**The exercise**. Collect every line of the listing below that contains the string "white", treating uppercase and lowercase as distinct.

**Input rows**.
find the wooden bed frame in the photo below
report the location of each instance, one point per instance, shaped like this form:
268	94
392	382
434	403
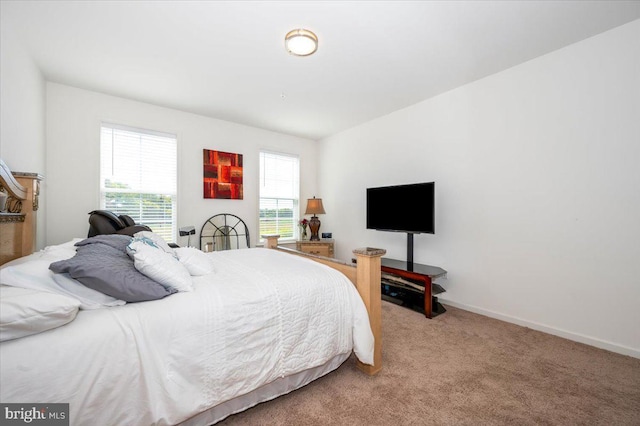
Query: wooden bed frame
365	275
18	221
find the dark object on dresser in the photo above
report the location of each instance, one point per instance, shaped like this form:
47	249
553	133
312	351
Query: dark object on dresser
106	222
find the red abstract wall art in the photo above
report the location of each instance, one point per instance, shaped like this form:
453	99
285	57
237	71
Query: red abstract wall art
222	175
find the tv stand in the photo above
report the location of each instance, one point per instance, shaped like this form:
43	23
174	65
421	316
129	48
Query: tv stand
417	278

--

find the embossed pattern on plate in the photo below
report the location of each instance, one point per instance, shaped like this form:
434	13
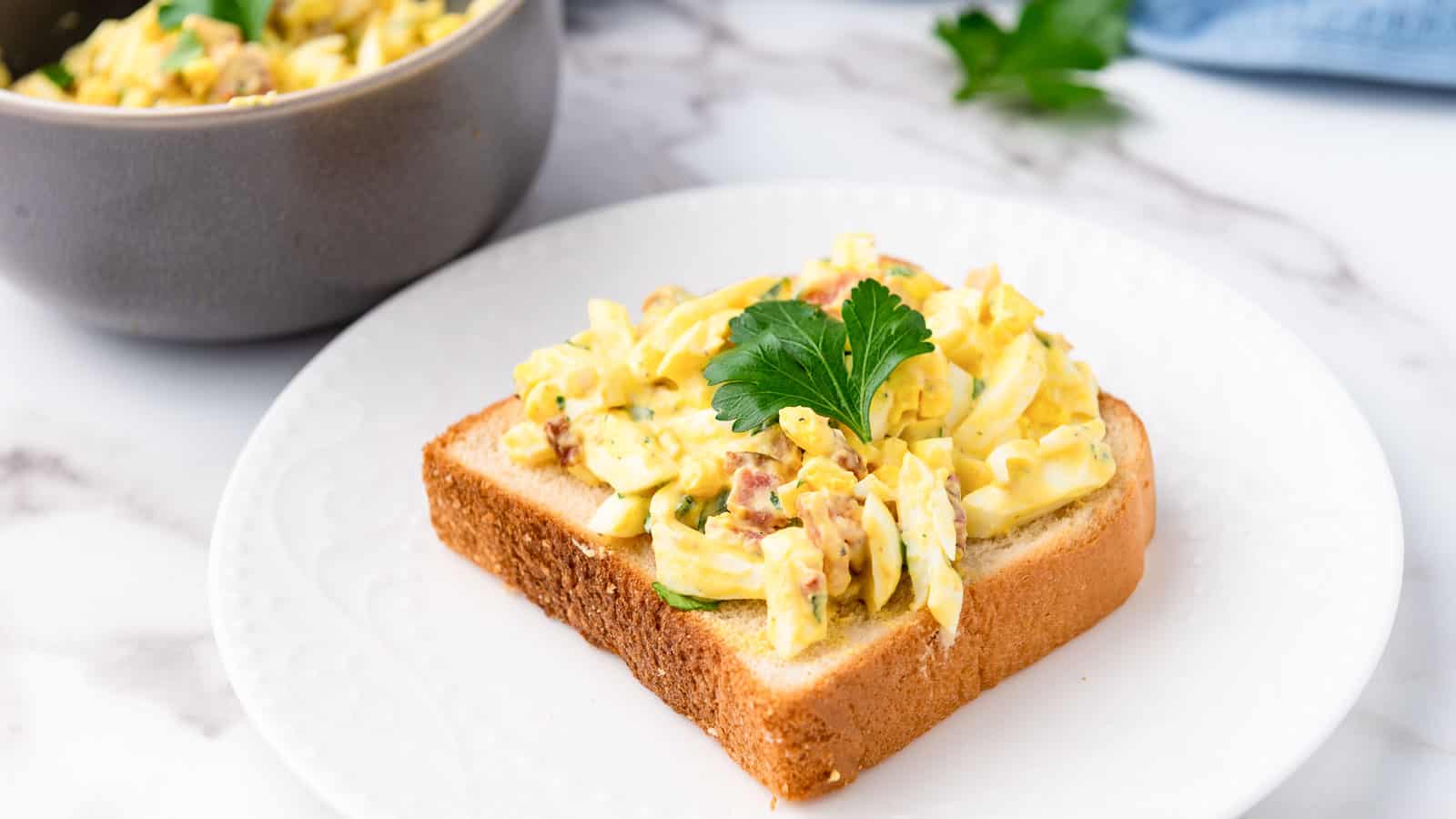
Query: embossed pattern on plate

* * *

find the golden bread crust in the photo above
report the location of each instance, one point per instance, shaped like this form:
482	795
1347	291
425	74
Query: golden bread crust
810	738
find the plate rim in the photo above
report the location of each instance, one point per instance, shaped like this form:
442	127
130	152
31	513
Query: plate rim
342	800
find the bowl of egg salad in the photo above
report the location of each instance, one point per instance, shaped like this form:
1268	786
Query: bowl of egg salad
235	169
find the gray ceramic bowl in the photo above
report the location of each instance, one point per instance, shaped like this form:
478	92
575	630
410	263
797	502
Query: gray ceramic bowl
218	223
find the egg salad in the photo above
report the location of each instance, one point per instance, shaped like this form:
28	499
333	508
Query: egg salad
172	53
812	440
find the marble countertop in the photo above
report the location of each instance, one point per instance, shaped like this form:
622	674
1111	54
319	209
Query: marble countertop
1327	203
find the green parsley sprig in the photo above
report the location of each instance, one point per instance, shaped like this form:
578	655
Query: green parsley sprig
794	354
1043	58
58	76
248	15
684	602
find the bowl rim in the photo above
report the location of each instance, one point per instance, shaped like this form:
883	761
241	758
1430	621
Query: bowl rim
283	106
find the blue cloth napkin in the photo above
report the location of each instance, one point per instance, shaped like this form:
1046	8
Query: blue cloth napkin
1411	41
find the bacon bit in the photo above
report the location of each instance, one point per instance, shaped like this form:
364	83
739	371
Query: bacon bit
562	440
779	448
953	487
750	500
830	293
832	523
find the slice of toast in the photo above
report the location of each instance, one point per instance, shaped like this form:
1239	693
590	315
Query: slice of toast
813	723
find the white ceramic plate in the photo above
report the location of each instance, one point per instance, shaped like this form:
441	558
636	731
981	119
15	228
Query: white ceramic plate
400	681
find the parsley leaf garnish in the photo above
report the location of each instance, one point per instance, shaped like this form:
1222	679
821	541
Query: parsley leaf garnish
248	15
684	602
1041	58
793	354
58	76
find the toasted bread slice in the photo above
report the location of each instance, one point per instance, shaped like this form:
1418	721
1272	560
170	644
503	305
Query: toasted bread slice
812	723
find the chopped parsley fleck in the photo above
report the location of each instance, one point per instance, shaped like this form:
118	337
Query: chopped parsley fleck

**Full output**.
find the white ceramic plate in the photo above
Query: white ceramic plate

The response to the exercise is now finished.